Exercise in exact copying. Transcribe every entry that follows, word for word.

Data records below:

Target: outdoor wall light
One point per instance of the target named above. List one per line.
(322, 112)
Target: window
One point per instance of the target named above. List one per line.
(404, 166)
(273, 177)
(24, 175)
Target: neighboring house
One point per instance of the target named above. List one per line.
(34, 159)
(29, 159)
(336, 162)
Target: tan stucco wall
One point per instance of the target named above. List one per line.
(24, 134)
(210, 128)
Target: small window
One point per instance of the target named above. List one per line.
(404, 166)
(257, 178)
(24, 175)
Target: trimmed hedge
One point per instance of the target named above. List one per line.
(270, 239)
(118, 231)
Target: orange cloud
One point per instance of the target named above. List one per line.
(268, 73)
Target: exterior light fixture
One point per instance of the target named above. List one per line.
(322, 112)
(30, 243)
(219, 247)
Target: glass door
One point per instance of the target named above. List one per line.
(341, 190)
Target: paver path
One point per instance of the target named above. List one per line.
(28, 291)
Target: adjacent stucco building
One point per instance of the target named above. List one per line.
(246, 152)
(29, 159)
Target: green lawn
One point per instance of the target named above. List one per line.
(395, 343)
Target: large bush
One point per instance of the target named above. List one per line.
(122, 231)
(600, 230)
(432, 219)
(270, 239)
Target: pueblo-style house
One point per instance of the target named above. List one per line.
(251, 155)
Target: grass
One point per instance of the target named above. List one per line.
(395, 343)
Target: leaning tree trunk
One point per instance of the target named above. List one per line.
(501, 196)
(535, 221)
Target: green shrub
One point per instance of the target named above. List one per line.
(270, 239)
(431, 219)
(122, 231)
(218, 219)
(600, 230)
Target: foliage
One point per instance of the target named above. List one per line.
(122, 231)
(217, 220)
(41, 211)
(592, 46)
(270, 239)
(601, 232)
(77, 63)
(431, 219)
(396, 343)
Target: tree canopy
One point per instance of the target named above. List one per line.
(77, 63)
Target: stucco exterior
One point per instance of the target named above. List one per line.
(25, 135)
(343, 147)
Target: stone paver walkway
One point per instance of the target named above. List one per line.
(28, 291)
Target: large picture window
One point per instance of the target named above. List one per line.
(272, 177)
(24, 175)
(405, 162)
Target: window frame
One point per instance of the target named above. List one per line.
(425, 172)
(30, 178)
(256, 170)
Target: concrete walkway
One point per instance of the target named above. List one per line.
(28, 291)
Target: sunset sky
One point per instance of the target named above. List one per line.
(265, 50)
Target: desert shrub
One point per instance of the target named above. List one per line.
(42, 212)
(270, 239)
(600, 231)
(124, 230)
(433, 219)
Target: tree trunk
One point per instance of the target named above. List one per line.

End of Data records.

### Exercise output
Target: outdoor wall light
One point per instance of the target named above. List one per line.
(322, 112)
Target: window
One point per instance of the target named above. List one per line.
(404, 166)
(273, 177)
(24, 175)
Target: neighboring house
One point per instance of the target named above. List one per line.
(34, 159)
(29, 159)
(336, 162)
Target: tan stucco wall
One point per instance of the target named above. List one per line.
(24, 134)
(210, 128)
Target: small window
One point per instance of the target named above. List one per line.
(404, 166)
(257, 178)
(24, 175)
Target: trimmed hedge
One point per instance of the target named above. List one per line.
(270, 239)
(118, 231)
Target: orange cloud
One point per instance of the target named above. List one per line.
(268, 73)
Target: exterior light fixture
One point per instance of the target named above. List one per line.
(322, 112)
(30, 243)
(219, 247)
Target: glass door
One point per instance of the target named above. List one per line.
(341, 190)
Target: paver path
One point per instance of the target named above. List one per line.
(28, 291)
Target: adjacent stucco building
One point per instance of the target named above. List one per line.
(246, 152)
(29, 159)
Target: green lawn
One point per instance of the target named above. List one per line.
(395, 343)
Target: large bush
One point per instance of the target named above. List one per line.
(122, 231)
(600, 230)
(432, 219)
(270, 239)
Target: pueblo-style house
One point per instance of the target named above. List one per line.
(251, 155)
Target: grass
One point per instance of the target named above. List one per line.
(395, 343)
Target: leaning tree trunk
One point per instance of the target named above. List one per line.
(501, 196)
(535, 221)
Target: green shrub
One point per instance of the target named above. List one per line.
(270, 239)
(431, 219)
(122, 231)
(218, 219)
(600, 230)
Target: foliage
One point per instance of the target named above. List one per line.
(122, 231)
(217, 220)
(41, 211)
(592, 46)
(270, 239)
(601, 232)
(77, 63)
(431, 219)
(396, 343)
Target: tree canopy
One point per instance of the target named above. List one per line.
(77, 63)
Target: stucco exterior
One point per instance of the target named above. List one per line.
(25, 135)
(343, 147)
Target: stone paver walkway
One point per instance of the target named above. List one per line.
(28, 291)
Target: large picture window
One point per instance of the target named above. List one per line.
(272, 177)
(24, 175)
(405, 162)
Target: window frame
One point per instance of the target named above. List one per line.
(425, 172)
(30, 178)
(256, 170)
Target: concrete walkway
One point per instance of the target named above. List one per line.
(28, 291)
Target: sunset sky
One point per instance of the target named above. List one per line.
(265, 50)
Target: desert shrub
One point per instance of the target named above. List one per line.
(42, 212)
(270, 239)
(600, 231)
(124, 230)
(433, 219)
Target: tree trunk
One point per instance of the target named above. List one per line.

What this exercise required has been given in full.